-- Material for this task start --

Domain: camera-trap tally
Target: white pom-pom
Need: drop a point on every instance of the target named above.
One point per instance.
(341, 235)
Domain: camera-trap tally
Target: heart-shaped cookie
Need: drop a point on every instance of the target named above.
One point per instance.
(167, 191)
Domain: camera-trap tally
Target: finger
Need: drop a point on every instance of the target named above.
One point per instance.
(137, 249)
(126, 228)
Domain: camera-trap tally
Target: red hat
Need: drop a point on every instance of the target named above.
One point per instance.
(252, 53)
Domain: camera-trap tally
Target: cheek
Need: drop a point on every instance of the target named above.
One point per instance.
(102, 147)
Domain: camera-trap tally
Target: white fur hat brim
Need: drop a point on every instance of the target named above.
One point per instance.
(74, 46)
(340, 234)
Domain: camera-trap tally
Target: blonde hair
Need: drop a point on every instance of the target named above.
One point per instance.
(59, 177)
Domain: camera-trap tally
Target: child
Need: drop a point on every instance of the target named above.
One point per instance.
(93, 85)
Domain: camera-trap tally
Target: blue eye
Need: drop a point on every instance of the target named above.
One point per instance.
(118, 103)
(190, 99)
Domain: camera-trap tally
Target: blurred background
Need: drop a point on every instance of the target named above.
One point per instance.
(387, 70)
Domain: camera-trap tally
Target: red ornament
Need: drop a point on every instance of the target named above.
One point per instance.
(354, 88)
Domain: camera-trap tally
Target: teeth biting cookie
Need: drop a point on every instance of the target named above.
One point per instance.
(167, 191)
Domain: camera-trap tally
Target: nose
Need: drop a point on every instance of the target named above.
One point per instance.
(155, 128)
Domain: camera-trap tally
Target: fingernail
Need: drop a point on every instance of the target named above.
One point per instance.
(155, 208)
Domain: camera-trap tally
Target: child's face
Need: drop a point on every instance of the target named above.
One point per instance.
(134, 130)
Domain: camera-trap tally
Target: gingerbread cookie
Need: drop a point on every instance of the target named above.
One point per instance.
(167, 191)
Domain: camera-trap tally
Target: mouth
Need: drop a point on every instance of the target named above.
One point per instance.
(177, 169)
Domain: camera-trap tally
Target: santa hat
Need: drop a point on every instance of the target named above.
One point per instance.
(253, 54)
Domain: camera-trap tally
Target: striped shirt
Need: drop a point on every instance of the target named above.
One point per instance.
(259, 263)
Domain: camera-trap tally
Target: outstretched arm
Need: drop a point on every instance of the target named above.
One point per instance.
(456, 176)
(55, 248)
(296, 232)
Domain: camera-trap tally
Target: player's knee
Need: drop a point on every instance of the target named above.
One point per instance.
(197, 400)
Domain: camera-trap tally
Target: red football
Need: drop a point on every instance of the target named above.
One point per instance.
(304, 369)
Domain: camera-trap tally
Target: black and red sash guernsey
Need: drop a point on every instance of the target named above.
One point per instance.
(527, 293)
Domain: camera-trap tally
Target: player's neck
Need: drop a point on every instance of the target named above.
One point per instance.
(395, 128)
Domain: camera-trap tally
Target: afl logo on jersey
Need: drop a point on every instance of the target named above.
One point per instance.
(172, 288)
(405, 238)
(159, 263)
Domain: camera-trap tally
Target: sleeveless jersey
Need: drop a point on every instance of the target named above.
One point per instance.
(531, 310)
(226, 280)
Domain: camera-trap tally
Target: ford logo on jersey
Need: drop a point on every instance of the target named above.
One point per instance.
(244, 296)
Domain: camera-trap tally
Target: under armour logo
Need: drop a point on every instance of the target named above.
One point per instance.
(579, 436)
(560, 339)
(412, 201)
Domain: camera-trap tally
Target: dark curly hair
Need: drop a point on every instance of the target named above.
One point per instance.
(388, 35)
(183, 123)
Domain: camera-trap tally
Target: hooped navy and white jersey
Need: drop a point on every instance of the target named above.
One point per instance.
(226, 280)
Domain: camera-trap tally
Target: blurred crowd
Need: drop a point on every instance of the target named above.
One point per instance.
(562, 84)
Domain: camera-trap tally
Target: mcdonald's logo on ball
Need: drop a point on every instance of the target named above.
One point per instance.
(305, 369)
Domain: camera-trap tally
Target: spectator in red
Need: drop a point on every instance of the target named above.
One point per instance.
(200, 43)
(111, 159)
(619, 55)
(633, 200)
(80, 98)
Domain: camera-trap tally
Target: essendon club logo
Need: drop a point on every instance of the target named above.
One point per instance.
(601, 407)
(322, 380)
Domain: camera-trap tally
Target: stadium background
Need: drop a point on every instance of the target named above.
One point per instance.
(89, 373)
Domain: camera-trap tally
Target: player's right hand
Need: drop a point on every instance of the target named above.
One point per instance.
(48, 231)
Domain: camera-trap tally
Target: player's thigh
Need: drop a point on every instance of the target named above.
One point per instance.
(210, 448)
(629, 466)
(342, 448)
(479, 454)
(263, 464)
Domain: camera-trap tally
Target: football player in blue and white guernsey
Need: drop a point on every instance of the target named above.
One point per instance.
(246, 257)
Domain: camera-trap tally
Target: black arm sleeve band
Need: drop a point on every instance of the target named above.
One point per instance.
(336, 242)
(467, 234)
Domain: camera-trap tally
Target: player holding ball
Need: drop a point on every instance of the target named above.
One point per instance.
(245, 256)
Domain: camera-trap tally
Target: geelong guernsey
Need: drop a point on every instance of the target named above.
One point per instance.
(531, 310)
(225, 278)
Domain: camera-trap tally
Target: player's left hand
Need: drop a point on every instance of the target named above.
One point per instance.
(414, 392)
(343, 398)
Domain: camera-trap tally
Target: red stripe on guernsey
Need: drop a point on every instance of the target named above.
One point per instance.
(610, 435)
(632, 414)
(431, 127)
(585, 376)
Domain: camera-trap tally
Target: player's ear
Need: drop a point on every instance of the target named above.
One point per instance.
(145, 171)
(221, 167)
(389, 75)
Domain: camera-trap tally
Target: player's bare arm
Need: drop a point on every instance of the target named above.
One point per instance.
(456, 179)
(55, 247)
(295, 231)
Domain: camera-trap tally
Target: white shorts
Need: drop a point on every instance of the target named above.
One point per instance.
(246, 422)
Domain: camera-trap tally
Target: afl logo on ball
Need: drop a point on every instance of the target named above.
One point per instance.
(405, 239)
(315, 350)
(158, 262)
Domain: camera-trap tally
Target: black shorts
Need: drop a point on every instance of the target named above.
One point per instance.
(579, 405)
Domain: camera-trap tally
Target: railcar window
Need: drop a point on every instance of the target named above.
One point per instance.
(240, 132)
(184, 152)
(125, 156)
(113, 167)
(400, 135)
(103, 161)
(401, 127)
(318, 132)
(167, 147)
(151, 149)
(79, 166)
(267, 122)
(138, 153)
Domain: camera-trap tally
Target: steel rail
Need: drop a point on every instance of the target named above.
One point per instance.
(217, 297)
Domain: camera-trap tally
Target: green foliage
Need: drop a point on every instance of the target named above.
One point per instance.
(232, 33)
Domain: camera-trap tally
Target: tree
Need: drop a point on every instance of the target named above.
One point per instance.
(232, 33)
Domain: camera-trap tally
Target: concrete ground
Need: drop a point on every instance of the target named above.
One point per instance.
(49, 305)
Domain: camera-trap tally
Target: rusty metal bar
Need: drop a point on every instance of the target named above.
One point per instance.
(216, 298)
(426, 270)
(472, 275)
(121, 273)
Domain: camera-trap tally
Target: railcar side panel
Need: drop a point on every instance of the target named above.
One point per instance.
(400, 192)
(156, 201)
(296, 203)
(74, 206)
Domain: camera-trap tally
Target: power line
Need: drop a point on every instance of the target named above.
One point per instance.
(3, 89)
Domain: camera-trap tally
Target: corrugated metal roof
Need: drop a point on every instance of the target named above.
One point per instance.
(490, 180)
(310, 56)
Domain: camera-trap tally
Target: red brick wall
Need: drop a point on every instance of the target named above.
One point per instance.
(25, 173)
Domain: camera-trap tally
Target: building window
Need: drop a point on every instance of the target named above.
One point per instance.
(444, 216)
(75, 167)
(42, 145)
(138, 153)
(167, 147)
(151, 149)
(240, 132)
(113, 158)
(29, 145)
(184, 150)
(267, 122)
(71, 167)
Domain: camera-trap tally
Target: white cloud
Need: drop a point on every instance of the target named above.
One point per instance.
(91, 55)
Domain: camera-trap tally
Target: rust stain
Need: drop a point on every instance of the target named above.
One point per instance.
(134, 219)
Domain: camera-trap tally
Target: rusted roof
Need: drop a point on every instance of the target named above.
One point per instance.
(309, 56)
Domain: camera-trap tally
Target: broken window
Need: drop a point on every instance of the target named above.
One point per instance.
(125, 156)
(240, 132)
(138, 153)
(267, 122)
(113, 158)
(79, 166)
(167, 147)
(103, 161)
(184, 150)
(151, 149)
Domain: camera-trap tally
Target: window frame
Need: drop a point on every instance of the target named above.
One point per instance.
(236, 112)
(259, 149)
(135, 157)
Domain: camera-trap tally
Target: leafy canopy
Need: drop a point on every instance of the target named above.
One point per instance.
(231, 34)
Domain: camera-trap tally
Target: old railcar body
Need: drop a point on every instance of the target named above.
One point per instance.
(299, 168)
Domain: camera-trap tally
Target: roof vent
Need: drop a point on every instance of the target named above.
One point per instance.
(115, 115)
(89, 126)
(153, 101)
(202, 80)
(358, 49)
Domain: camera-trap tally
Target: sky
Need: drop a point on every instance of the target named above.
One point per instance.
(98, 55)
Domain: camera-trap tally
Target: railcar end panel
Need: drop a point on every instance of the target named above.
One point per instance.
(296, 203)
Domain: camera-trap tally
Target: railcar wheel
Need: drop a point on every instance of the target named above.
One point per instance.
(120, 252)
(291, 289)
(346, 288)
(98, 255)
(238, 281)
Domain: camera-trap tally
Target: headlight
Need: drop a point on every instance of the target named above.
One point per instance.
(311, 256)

-- Material for this task end --

How many of the lines above contain the string "black"? Case counts. Reply with the number only.

_Exercise result_: 3